_AIM_.
Please filter the lines below, keeping only those that contain the string "building". Case counts when matching.

_Source records_.
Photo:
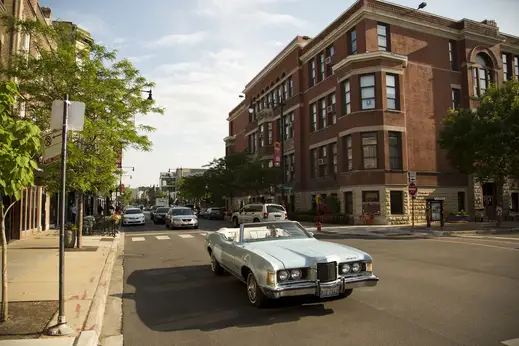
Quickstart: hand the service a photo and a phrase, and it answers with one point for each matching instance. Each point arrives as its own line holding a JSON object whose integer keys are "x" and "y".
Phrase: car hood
{"x": 297, "y": 253}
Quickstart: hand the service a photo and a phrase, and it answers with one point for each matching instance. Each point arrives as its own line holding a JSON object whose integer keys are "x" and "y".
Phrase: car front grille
{"x": 327, "y": 271}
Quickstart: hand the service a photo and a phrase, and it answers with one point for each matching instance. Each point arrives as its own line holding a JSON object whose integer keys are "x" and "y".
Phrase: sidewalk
{"x": 33, "y": 288}
{"x": 420, "y": 229}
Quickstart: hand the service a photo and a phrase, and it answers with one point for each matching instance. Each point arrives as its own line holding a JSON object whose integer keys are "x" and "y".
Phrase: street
{"x": 439, "y": 291}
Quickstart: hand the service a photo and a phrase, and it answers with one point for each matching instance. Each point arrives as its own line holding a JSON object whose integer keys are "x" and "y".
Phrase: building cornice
{"x": 296, "y": 43}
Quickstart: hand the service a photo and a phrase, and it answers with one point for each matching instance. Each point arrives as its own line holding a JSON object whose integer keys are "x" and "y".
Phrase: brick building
{"x": 363, "y": 102}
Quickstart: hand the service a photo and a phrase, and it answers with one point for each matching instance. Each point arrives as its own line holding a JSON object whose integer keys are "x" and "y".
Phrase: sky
{"x": 202, "y": 53}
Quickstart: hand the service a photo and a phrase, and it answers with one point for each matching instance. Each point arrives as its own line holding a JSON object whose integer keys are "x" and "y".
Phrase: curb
{"x": 89, "y": 336}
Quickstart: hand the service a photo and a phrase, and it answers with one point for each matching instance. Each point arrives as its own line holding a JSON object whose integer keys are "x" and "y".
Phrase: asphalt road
{"x": 441, "y": 291}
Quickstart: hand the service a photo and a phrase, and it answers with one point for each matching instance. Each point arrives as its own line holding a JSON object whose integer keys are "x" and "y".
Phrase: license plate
{"x": 327, "y": 292}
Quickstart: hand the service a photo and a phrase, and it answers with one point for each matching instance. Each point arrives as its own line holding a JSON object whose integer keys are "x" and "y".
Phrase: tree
{"x": 110, "y": 88}
{"x": 19, "y": 146}
{"x": 485, "y": 142}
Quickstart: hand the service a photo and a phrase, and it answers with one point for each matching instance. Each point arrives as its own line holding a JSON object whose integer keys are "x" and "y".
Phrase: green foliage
{"x": 110, "y": 88}
{"x": 19, "y": 145}
{"x": 485, "y": 142}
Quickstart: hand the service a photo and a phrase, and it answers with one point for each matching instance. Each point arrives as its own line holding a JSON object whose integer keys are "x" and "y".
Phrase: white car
{"x": 259, "y": 213}
{"x": 133, "y": 216}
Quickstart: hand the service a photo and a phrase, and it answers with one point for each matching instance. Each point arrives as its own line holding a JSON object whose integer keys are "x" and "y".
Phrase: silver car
{"x": 281, "y": 259}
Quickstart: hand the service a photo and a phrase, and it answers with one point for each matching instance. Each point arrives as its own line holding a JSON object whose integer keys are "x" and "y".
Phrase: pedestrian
{"x": 73, "y": 211}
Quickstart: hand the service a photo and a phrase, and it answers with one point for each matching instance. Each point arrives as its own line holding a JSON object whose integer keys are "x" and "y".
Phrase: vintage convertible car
{"x": 281, "y": 259}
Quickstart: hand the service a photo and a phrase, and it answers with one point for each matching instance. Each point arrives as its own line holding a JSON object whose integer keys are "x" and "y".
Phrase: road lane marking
{"x": 475, "y": 244}
{"x": 162, "y": 237}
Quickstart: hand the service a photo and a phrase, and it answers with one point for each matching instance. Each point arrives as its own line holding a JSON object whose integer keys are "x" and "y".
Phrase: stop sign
{"x": 412, "y": 189}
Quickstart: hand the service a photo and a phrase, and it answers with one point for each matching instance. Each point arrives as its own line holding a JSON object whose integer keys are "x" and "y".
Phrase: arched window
{"x": 482, "y": 74}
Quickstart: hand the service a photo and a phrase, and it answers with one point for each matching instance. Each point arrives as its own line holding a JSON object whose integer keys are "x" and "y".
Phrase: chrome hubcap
{"x": 251, "y": 288}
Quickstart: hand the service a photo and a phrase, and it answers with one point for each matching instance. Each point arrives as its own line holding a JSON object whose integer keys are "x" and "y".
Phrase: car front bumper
{"x": 313, "y": 288}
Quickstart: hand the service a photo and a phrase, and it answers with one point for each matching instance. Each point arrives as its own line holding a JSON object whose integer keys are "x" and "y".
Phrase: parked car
{"x": 258, "y": 213}
{"x": 159, "y": 216}
{"x": 181, "y": 217}
{"x": 214, "y": 213}
{"x": 279, "y": 259}
{"x": 133, "y": 216}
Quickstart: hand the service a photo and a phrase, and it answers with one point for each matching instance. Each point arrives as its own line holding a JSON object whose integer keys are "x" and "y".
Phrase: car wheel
{"x": 254, "y": 293}
{"x": 216, "y": 267}
{"x": 347, "y": 293}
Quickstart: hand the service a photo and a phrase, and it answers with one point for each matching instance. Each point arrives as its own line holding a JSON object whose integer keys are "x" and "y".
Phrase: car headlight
{"x": 282, "y": 275}
{"x": 296, "y": 274}
{"x": 355, "y": 267}
{"x": 345, "y": 268}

_FULL ANSWER_.
Phrase: building cornice
Phrase: brick building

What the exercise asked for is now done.